THE REQUEST: The data must be returned in full and exactly as given.

PROVIDED DATA:
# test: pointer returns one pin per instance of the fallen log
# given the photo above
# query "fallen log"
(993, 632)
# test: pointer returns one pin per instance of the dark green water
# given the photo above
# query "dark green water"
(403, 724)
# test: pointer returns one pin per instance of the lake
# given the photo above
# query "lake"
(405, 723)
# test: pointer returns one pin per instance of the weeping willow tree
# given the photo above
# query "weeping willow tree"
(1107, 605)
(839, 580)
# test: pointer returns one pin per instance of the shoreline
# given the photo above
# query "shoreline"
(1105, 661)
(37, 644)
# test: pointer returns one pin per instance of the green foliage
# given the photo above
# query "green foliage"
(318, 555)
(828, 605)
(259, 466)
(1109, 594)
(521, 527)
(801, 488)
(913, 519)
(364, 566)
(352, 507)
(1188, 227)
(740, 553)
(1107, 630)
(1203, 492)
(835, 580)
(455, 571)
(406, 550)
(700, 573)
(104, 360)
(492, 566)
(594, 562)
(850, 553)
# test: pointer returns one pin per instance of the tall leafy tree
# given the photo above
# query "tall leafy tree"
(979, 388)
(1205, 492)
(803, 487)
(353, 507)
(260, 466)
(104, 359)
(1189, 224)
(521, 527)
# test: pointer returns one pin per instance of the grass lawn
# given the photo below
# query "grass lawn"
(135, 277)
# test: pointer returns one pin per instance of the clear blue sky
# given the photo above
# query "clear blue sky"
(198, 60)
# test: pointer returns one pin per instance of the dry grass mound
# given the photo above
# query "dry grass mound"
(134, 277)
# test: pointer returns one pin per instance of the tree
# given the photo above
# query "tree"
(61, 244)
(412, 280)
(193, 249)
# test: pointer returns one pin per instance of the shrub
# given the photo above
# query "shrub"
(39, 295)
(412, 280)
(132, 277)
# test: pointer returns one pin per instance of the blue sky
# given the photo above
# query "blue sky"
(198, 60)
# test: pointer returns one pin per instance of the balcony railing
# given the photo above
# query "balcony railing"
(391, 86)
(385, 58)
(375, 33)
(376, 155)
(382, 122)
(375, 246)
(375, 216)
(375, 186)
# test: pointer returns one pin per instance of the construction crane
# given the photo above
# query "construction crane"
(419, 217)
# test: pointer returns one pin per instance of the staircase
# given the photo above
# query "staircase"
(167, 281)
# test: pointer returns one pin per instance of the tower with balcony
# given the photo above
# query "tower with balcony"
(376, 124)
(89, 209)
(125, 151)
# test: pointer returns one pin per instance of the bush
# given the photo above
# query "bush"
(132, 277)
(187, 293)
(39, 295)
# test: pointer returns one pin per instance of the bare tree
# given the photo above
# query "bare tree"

EXERCISE SOLUTION:
# test: pointer returns one pin per instance of the fallen log
# given the photo above
# query "fallen log"
(993, 632)
# test: pointer returns one pin per instance of the dark green water
# given the photo above
# query "dark green water"
(403, 724)
# test: pointer returns one pin per instance of the lake
# given the photo above
# query "lake"
(405, 723)
# test: pointer returns one pin per instance of the weeping willow tree
# given the photo above
# query "weeping willow tree"
(1107, 605)
(839, 580)
# test: pointer returns one pin per instance of the shoreline
# given the photo above
# query "shoreline"
(1105, 661)
(37, 644)
# test: pointer returns one pin per instance of the green foliage
# given the photo above
# query "green foliage"
(318, 555)
(828, 605)
(259, 466)
(1109, 594)
(521, 527)
(801, 488)
(913, 519)
(364, 566)
(352, 507)
(1188, 227)
(740, 553)
(1107, 630)
(1203, 492)
(835, 580)
(455, 571)
(406, 550)
(700, 573)
(104, 360)
(492, 566)
(594, 562)
(850, 553)
# test: pointer returns one pin per instance of the tall leafy tree
# given the photo above
# query "tall leafy tree"
(979, 388)
(1205, 492)
(803, 487)
(353, 507)
(260, 466)
(104, 359)
(1189, 224)
(521, 527)
# test: pointer returns one pin per instance of the grass lawn
# given the photo below
# query "grass lawn"
(135, 277)
# test: pointer returns one pin per instance of the clear blue sky
# given the photo above
# query "clear blue sky"
(198, 60)
# test: pointer returns one pin per instance of the dry grass mound
# given the photo above
# query "dry grass mound"
(134, 277)
# test: pointer returns one pin per instance of the tree
# given the photo above
# query "tree"
(61, 244)
(412, 280)
(193, 249)
# test: pointer returns one pin per instance of the shrub
# given the photo above
# query "shrub"
(39, 295)
(412, 280)
(132, 277)
# test: pointer returns one pin per instance of the blue sky
# given the photo above
# query "blue sky"
(198, 60)
# test: pointer returns one pin per instance of the balcony railing
# given the photo above
# query "balcony railing"
(391, 86)
(385, 58)
(375, 33)
(376, 155)
(382, 122)
(375, 246)
(375, 216)
(375, 186)
# test: pointer returns one pin per instance of the construction crane
# given the photo above
# query "construction crane"
(419, 217)
# test: pointer returns one pin per instance of the staircase
# given the photo above
# query "staircase"
(167, 281)
# test: pointer returns one pin per instance of the tower with balcony
# given the photo above
# query "tower with balcony"
(376, 124)
(89, 209)
(125, 151)
# test: pointer returns one pin per instance of the bush
# given the photo above
# query "bush"
(132, 277)
(187, 293)
(39, 295)
# test: pointer returns one pin per instance of the bare tree
# given the photo above
# query "bare tree"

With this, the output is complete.